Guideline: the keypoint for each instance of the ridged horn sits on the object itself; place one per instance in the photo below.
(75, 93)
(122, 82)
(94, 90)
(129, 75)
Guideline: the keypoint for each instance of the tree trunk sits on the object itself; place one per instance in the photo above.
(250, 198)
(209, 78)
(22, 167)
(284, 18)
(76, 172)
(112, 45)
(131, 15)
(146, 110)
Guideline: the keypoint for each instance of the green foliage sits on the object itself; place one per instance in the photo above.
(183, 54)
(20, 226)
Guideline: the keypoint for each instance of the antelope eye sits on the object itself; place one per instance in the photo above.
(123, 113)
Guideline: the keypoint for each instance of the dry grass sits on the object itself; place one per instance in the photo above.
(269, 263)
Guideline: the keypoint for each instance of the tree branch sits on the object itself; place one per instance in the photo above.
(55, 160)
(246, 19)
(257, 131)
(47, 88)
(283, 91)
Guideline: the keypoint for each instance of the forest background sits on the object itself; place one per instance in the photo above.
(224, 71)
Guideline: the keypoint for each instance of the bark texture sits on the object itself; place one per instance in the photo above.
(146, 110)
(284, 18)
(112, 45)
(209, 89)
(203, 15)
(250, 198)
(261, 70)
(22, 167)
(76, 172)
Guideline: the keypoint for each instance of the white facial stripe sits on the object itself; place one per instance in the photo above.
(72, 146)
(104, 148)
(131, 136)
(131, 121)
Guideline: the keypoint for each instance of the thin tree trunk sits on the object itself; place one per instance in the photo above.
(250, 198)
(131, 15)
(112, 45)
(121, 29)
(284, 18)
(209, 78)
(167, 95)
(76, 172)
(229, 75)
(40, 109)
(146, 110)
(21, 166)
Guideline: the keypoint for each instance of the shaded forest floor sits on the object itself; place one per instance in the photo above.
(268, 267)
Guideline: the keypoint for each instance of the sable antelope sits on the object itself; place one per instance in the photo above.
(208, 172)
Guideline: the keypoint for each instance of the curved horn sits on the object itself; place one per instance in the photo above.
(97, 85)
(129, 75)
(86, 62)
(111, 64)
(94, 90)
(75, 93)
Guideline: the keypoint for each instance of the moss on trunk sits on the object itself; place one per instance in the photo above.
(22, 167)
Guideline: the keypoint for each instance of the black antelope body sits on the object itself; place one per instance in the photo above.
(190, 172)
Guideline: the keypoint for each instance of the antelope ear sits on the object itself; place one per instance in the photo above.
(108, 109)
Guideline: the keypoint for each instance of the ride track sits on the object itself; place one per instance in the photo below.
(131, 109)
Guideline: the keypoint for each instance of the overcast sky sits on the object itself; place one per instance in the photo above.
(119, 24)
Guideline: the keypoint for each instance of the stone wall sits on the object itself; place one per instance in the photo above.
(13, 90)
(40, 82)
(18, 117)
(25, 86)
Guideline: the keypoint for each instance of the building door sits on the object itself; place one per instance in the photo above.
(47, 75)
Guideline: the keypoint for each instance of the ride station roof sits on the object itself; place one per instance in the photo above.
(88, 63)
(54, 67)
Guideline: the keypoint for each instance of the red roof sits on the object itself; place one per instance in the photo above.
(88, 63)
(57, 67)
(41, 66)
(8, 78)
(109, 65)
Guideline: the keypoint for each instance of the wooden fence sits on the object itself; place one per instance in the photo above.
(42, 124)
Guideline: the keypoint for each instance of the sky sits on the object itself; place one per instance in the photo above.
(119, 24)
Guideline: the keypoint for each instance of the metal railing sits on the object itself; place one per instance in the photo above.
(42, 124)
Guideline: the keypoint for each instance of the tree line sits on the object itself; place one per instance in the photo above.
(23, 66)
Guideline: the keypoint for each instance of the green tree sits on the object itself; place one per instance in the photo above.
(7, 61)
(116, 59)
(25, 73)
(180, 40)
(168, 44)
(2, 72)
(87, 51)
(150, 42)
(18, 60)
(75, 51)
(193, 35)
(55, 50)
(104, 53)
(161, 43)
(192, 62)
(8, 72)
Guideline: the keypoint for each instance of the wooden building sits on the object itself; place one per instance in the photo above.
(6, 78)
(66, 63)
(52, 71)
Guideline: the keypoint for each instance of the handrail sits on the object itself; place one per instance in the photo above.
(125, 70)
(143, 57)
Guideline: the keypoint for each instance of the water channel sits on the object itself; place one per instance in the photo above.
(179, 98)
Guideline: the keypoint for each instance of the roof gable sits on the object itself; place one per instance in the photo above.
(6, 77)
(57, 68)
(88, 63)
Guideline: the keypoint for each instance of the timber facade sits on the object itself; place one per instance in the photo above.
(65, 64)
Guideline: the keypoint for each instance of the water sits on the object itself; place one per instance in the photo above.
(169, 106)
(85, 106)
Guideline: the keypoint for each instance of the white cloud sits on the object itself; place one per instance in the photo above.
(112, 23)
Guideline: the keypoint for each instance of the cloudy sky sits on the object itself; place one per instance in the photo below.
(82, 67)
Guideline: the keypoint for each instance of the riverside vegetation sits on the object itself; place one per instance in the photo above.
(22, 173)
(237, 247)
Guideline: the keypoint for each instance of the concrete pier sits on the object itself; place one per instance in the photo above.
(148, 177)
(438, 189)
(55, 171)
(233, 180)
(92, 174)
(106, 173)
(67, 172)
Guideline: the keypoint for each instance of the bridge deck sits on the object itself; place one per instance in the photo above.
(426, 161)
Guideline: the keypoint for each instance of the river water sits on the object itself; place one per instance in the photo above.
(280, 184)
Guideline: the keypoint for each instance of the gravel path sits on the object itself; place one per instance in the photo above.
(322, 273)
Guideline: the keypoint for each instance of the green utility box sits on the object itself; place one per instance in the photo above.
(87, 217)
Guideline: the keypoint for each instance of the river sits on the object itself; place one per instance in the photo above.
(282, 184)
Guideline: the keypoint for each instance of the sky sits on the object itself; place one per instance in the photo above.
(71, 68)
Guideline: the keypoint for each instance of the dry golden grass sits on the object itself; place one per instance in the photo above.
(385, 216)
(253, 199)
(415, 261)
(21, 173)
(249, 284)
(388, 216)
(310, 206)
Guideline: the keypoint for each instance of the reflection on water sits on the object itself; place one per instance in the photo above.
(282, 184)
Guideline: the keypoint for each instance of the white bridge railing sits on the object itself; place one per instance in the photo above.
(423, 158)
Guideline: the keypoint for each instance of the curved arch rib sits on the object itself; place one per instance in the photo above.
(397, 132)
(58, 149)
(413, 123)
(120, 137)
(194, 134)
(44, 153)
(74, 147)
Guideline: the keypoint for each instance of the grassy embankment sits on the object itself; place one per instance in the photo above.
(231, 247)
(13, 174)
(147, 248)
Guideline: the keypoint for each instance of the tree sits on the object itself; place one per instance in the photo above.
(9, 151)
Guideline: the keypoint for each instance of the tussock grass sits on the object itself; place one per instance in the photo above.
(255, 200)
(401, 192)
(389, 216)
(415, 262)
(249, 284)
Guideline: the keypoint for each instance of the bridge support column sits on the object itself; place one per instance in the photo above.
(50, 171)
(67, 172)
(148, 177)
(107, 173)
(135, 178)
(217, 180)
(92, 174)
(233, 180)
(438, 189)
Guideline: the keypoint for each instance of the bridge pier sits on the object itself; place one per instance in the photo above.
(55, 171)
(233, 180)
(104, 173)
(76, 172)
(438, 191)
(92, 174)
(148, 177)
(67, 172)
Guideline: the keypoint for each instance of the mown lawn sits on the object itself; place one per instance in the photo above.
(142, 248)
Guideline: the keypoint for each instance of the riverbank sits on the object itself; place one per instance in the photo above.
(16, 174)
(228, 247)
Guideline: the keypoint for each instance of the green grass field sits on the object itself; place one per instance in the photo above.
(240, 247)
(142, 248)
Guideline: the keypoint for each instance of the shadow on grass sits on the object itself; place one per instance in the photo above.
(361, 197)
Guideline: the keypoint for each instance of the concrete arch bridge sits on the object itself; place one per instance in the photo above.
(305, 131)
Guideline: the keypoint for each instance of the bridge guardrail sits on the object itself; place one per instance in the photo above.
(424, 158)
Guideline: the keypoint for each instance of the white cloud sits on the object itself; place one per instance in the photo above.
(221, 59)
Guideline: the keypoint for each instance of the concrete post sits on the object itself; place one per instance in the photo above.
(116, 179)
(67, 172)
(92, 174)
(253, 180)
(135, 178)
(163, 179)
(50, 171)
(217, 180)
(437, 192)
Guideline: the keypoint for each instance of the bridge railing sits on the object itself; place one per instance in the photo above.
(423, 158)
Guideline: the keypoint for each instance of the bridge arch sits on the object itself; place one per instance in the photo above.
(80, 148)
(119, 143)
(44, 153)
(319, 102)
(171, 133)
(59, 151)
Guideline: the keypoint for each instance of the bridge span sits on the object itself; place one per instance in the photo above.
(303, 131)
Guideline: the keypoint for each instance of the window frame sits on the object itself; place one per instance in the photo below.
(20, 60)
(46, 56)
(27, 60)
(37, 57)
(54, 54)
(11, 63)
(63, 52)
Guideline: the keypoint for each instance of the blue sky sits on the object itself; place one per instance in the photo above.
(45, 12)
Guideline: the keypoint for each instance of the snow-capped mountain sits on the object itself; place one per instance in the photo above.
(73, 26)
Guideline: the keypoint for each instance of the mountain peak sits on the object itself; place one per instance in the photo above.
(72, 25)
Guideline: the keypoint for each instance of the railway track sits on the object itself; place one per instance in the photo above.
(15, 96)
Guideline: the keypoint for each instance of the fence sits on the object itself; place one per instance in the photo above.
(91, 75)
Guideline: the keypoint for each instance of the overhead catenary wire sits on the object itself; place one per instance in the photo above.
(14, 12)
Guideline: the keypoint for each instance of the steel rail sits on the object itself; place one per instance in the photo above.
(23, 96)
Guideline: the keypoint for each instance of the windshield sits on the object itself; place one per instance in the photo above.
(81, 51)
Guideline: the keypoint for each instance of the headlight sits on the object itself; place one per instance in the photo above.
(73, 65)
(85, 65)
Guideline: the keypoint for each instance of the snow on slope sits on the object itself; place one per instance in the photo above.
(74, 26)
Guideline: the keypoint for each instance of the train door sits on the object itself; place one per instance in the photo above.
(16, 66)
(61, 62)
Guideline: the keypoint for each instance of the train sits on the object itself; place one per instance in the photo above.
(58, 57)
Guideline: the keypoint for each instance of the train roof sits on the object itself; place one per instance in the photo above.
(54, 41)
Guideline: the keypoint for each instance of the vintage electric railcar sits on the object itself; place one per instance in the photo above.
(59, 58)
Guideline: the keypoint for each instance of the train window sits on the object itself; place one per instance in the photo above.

▶ [Work request] Up to and including the last line of the listing above, copy exactly every line from the one that contains "Guideline: the keypoint for each instance of the headlight" onward; leave out all others.

▶ [Task result]
Guideline: the keypoint for each instance of the headlight sits on the object itself; place one per instance in the photo above.
(73, 65)
(85, 65)
Guideline: the keypoint for each instance of the snow on slope sits on the object itself; place one per instance in the photo above.
(74, 26)
Guideline: the keypoint for each instance of the train door sits on the object itself; place one per instance in the photo above.
(16, 66)
(61, 62)
Guideline: the keypoint for each instance of the train sits on the object itself; place one per instance in the photo above.
(58, 57)
Guideline: the keypoint for each instance of the train roof sits on the object itself; place one per instance in the photo above.
(54, 41)
Guideline: the keypoint for each instance of the vintage electric railcar sits on the object itself; place one per instance in the photo above.
(59, 58)
Guideline: the keypoint for each instance of the train window sits on the object itself; place one per instance in the photo above.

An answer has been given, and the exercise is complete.